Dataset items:

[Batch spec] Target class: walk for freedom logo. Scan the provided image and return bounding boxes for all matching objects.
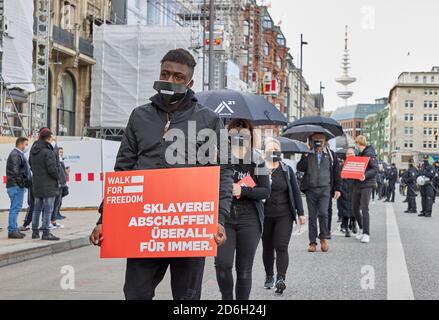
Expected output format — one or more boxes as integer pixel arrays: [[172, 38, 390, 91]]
[[215, 101, 235, 115]]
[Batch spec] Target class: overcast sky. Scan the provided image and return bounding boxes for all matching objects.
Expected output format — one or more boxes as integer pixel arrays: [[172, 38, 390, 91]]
[[267, 0, 439, 110]]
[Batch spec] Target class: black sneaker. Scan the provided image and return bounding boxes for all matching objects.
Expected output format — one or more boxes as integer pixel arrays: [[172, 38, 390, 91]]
[[8, 230, 25, 239], [264, 276, 274, 289], [41, 233, 59, 241], [275, 278, 287, 294]]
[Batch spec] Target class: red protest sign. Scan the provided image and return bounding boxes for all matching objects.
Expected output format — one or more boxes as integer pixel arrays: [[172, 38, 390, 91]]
[[101, 167, 219, 258], [341, 157, 370, 180]]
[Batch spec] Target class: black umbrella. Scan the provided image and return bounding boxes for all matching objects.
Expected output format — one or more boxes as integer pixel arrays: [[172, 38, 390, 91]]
[[288, 116, 344, 137], [276, 137, 314, 153], [196, 89, 288, 125], [283, 124, 334, 142]]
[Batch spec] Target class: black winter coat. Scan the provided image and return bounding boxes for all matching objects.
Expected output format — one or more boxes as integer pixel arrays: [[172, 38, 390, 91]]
[[264, 162, 305, 221], [98, 90, 233, 225], [6, 149, 30, 188], [29, 140, 60, 198], [354, 146, 378, 188]]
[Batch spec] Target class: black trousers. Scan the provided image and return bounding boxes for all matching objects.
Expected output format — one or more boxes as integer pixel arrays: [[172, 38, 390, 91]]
[[23, 187, 35, 227], [262, 212, 294, 279], [123, 258, 205, 300], [50, 188, 62, 221], [352, 187, 372, 235], [306, 187, 331, 244], [387, 183, 395, 202], [215, 206, 262, 300], [328, 197, 340, 235], [421, 184, 435, 216]]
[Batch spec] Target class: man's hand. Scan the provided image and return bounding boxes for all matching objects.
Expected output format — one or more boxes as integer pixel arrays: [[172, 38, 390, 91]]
[[89, 224, 104, 247], [233, 183, 241, 197], [213, 224, 227, 247]]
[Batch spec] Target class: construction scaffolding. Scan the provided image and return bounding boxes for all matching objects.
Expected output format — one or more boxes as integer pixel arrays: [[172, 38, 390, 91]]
[[0, 0, 35, 137]]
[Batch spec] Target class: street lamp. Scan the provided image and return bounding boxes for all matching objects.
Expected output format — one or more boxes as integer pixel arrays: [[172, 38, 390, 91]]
[[299, 33, 308, 118], [319, 81, 326, 116]]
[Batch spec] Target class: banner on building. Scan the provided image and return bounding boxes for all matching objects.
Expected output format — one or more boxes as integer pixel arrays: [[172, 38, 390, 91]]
[[101, 167, 219, 258], [341, 157, 370, 180]]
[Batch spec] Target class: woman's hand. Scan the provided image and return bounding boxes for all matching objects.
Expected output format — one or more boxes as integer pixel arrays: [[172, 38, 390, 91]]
[[233, 183, 241, 197]]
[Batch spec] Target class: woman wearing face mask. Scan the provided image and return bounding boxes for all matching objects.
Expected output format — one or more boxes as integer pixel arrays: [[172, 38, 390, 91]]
[[262, 139, 305, 294], [215, 119, 270, 300]]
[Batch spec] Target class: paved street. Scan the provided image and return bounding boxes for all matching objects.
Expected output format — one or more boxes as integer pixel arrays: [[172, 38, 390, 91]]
[[0, 191, 439, 300]]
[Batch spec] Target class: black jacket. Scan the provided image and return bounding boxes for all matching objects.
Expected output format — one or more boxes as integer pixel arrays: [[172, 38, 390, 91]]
[[232, 151, 271, 230], [6, 149, 30, 188], [354, 146, 378, 188], [297, 149, 341, 196], [29, 140, 60, 198], [387, 167, 398, 185], [98, 90, 233, 224], [270, 162, 305, 221]]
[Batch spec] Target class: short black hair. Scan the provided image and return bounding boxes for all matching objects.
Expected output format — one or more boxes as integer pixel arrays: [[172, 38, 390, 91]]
[[15, 137, 29, 147], [38, 130, 53, 141], [160, 48, 197, 78]]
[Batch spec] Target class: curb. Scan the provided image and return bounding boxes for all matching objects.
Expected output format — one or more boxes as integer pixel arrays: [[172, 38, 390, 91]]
[[0, 236, 90, 268]]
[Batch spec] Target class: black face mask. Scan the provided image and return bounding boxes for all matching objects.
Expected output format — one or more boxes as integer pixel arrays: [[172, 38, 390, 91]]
[[313, 140, 324, 150], [265, 151, 282, 162], [230, 133, 251, 147], [154, 80, 189, 105]]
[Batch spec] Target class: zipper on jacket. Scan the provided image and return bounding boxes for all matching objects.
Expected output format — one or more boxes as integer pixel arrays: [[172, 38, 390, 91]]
[[163, 113, 171, 140]]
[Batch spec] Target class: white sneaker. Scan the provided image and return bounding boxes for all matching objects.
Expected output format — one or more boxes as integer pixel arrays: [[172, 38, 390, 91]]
[[361, 234, 370, 243]]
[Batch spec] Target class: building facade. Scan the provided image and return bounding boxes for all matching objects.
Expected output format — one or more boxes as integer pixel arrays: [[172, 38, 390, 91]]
[[389, 67, 439, 166], [331, 98, 387, 139], [364, 106, 390, 162]]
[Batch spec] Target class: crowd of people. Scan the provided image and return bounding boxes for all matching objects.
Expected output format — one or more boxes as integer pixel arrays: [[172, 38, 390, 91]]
[[6, 128, 70, 241], [86, 49, 396, 300]]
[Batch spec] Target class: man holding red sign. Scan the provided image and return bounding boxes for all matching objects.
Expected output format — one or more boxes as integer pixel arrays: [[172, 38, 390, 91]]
[[90, 49, 233, 300], [351, 136, 378, 243]]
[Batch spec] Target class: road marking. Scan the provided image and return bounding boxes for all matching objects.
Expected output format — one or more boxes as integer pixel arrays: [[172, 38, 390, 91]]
[[386, 204, 415, 300]]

### Given exercise
Rewrite the data above as a numbered list, with blank lines dropped and every item kept. Omit the pictures from your answer.

### Solution to the problem
1. [Batch spec] Target class: walk for freedom logo. Scan the provided image and return bounding boxes for all matching objects.
2. Expected output format — one or more boxes as integer pixel arrays: [[172, 38, 390, 91]]
3. [[215, 101, 235, 115]]
4. [Batch spec] Target class: overcast sky. Scan the provided image and return bounding boxes for all matching objects.
5. Expected output format — one or more boxes as integer pixel arrays: [[172, 38, 390, 91]]
6. [[267, 0, 439, 110]]
7. [Batch spec] Target class: black sneaker. Scan the provided image and return bounding boxes for all matching objects.
8. Expected output format — one or more boxes as integer pixel arrays: [[172, 38, 390, 91]]
9. [[8, 230, 25, 239], [264, 276, 274, 289], [41, 233, 59, 241], [275, 278, 287, 294]]
10. [Batch spec] Target class: red protest sign. Scan the provided image and return bounding boxes for all matching objects.
11. Expected output format — one or more boxes as integer pixel arrays: [[172, 38, 390, 91]]
12. [[101, 167, 219, 258], [341, 157, 370, 180]]
13. [Batch spec] Target class: black umbrella. Scan the provided image and return bounding boxes for all matching objects.
14. Expected output format — one or more boxes as integer pixel arrays: [[172, 38, 390, 91]]
15. [[288, 116, 344, 137], [276, 137, 314, 153], [196, 89, 288, 125], [283, 124, 334, 142]]
16. [Batch spec] Target class: black winter coat. Scan the provided image and return bounding boxes for all matching objects.
17. Expected output format — one or more boxes as integer pixel arrays: [[172, 38, 390, 91]]
18. [[264, 162, 305, 221], [98, 90, 233, 225], [6, 149, 30, 188], [29, 140, 60, 198], [354, 146, 378, 188]]
19. [Batch spec] Target class: black trousers. Scan the provided image and return bounding boxes for all matching objects.
20. Expected output format — one or more boxes as integer pixel arrays: [[172, 38, 390, 91]]
21. [[23, 187, 35, 227], [262, 212, 294, 279], [123, 258, 205, 300], [50, 188, 62, 221], [352, 187, 372, 235], [306, 187, 331, 244], [387, 183, 395, 202], [215, 206, 262, 300], [328, 197, 340, 235], [421, 184, 435, 216]]
22. [Batch spec] Target class: man's hand. Scan the provided image and return bounding boxes for all matching objects.
23. Expected output format — one or more boxes as integer pixel arrays: [[172, 38, 390, 91]]
24. [[89, 224, 104, 247], [233, 183, 241, 197], [213, 224, 227, 247]]
25. [Batch spec] Target class: construction scaffolding. Scan the provided image and return bounding boxes for all matching objects.
26. Expected output format — one or more boxes as integer pixel arrays: [[172, 38, 390, 91]]
27. [[0, 0, 35, 137]]
28. [Batch spec] Target class: street lamp. Scan the provided image and return bounding boxes for all matching objects.
29. Expected output format — one or more boxes as integer pixel arrays: [[172, 38, 390, 91]]
30. [[299, 33, 308, 118], [319, 81, 326, 116]]
31. [Batch spec] Target class: banner on building. Scan the provided image and return bounding boxes for all matching objects.
32. Expected output format — one or more boxes as integer pixel arrays: [[172, 38, 390, 91]]
33. [[101, 167, 219, 258], [341, 157, 370, 180]]
34. [Batch spec] Target class: woman's hand. Scan the provided image and return bounding boxes for all matching objects.
35. Expected output format — one or more boxes as integer pixel arrays: [[172, 38, 390, 91]]
36. [[233, 183, 241, 197]]
37. [Batch spec] Target class: woman wearing face mask. Scan the provided image and return bounding boxes for all matching objects.
38. Expected output format — one or more boxes as integer pixel arrays: [[172, 38, 390, 91]]
39. [[262, 139, 305, 294], [215, 119, 270, 300]]
40. [Batch spec] Target class: paved street. Scan the provided image and return bounding boxes for all matching objects.
41. Expected output format — one or more boxes as integer pixel arrays: [[172, 38, 390, 91]]
42. [[0, 191, 439, 300]]
43. [Batch spec] Target class: black jacket. Scan the provided image and return bounding boxes for all matching objects.
44. Expected output format — one or more boxes as integer pixel arrays: [[172, 38, 390, 91]]
45. [[232, 151, 271, 230], [6, 149, 30, 188], [354, 146, 378, 188], [297, 149, 341, 196], [29, 140, 60, 198], [387, 167, 398, 185], [98, 90, 233, 224], [270, 162, 305, 221]]
46. [Batch spec] Target class: short black hair. Scan the provided image and return bounding boxes for all matching objects.
47. Expected output format — one or more boxes as integer pixel arrays: [[172, 38, 390, 91]]
48. [[15, 137, 29, 147], [38, 130, 53, 141], [160, 48, 197, 78]]
49. [Batch spec] Target class: curb. Scan the provided image and return bounding boxes for all matching objects.
50. Expected output format — one or more boxes as integer pixel arrays: [[172, 38, 390, 91]]
51. [[0, 236, 90, 268]]
52. [Batch spec] Target class: black face mask. Scan the provided image and return bounding boxes for all matching objects.
53. Expected output format — one or more boxes as integer pixel arrays: [[172, 38, 390, 91]]
54. [[313, 140, 324, 150], [265, 151, 282, 162], [230, 133, 251, 147], [154, 80, 189, 105]]
55. [Batch spec] Target class: zipper on jacket. Scan the provided image and return bounding boxes for all matching objects.
56. Expected output format — one or more boxes as integer pixel arrays: [[172, 38, 390, 91]]
57. [[163, 113, 171, 140]]
58. [Batch spec] Target class: white sneaker. Scan the provided image and return bounding boxes for all matching objects.
59. Expected output format — one or more boxes as integer pixel arrays: [[172, 38, 390, 91]]
60. [[361, 234, 370, 243]]
61. [Batch spec] Target class: building facade. Scan the provided image and return bounding boxes for all matching objects.
62. Expected output format — one or more boxes as integer pixel arrays: [[172, 38, 390, 91]]
63. [[389, 67, 439, 166], [331, 98, 387, 139], [364, 106, 390, 162]]
64. [Batch spec] Target class: crowd of people. Scan the provided image and return bounding boxes for all matching objects.
65. Expected output format — one or more boxes as integer pixel arrays: [[172, 38, 390, 91]]
66. [[6, 128, 70, 241], [86, 49, 396, 300]]
67. [Batch spec] Target class: man holding red sign. Scan the provided image and return bounding boxes for all matching objects.
68. Expected output format — one or more boxes as integer pixel arrays: [[172, 38, 390, 91]]
69. [[90, 49, 233, 300], [351, 136, 378, 243]]
70. [Batch spec] Target class: road marking. Scan the provided image and return bounding boxes for all matching objects.
71. Expected output format — one or more boxes as integer pixel arrays: [[172, 38, 390, 91]]
72. [[386, 204, 415, 300]]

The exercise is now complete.